▶ [TUJUAN LATIHAN]: Tuliskan kembali seluruh teks bacaan di bawah ini kata demi kata, lengkap dengan tanda baca dan pembagian paragrafnya.

▶ [TEKS BACAAN]:
=-=-=-=-=

Segmen ini, menurutnya, tidak akan bisa terjadi apabila mundur ke 10 tahun belakangan. Pada saat itu, ekosistem digital di Indonesia belum terbangun secara menyeluruh dan terintegrasi, baik dari sistem pembayaran, logistik, dan layanan e-commerce. Sekarang kondisinya sudah berbeda jauh dan membuatnya jadi lebih efisien.

Willson mencontohkan, Fitmee, salah satu lini usaha dari The Fit Company yang baru mendapat pendanaan dari East Ventures, adalah bentuk new consumption. Fitmee adalah brand baru tapi model bisnisnya tidak kuno karena tetap menjual mie instan, namun menggunakan bahan-bahan yang sehat.

Kasus yang sama juga terjadi untuk Fore Coffee, konsepnya tetap berjualan kopi tapi bisa dipesan secara online dan diantar oleh kurir instan. Sebagai catatan, Fore Coffee adalah proyek percobaan baru East Ventures, setelah Co-Hive dan Warung Pintar.

“Kita ada hipotesis kenapa orang harus ke Starbucks? [saat mau ngopi], kenapa harus nongkrong di sana? Gimana kalau kopi bisa diantar ke tempat mereka? Mungkin enggak? [kalau sekarang] ya mungkin, tapi mungkin enggak kalau ini terjadi di 10 tahun lalu? Ya enggak mungkin.”

Willson mengaku tahun ini East Ventures akan terus berinvestasi ke startup. Bahkan disebutkan dalam seminggu melakukan close deal dengan dua sampai tiga startup. Terkait dana investasinya, dia mengklaim East Ventures masih memiliki persediaan dari penggalangan sebelumnya.

=-=-=-=-=

▶ [CUPLIKAN DATA]:
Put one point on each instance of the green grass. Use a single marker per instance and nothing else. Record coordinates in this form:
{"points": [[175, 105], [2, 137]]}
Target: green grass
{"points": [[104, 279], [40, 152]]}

=-=-=-=-=

▶ [JAWABAN LATIHAN]:
Segmen ini, menurutnya, tidak akan bisa terjadi apabila mundur ke 10 tahun belakangan. Pada saat itu, ekosistem digital di Indonesia belum terbangun secara menyeluruh dan terintegrasi, baik dari sistem pembayaran, logistik, dan layanan e-commerce. Sekarang kondisinya sudah berbeda jauh dan membuatnya jadi lebih efisien.

Willson mencontohkan, Fitmee, salah satu lini usaha dari The Fit Company yang baru mendapat pendanaan dari East Ventures, adalah bentuk new consumption. Fitmee adalah brand baru tapi model bisnisnya tidak kuno karena tetap menjual mie instan, namun menggunakan bahan-bahan yang sehat.

Kasus yang sama juga terjadi untuk Fore Coffee, konsepnya tetap berjualan kopi tapi bisa dipesan secara online dan diantar oleh kurir instan. Sebagai catatan, Fore Coffee adalah proyek percobaan baru East Ventures, setelah Co-Hive dan Warung Pintar.

“Kita ada hipotesis kenapa orang harus ke Starbucks? [saat mau ngopi], kenapa harus nongkrong di sana? Gimana kalau kopi bisa diantar ke tempat mereka? Mungkin enggak? [kalau sekarang] ya mungkin, tapi mungkin enggak kalau ini terjadi di 10 tahun lalu? Ya enggak mungkin.”

Willson mengaku tahun ini East Ventures akan terus berinvestasi ke startup. Bahkan disebutkan dalam seminggu melakukan close deal dengan dua sampai tiga startup. Terkait dana investasinya, dia mengklaim East Ventures masih memiliki persediaan dari penggalangan sebelumnya.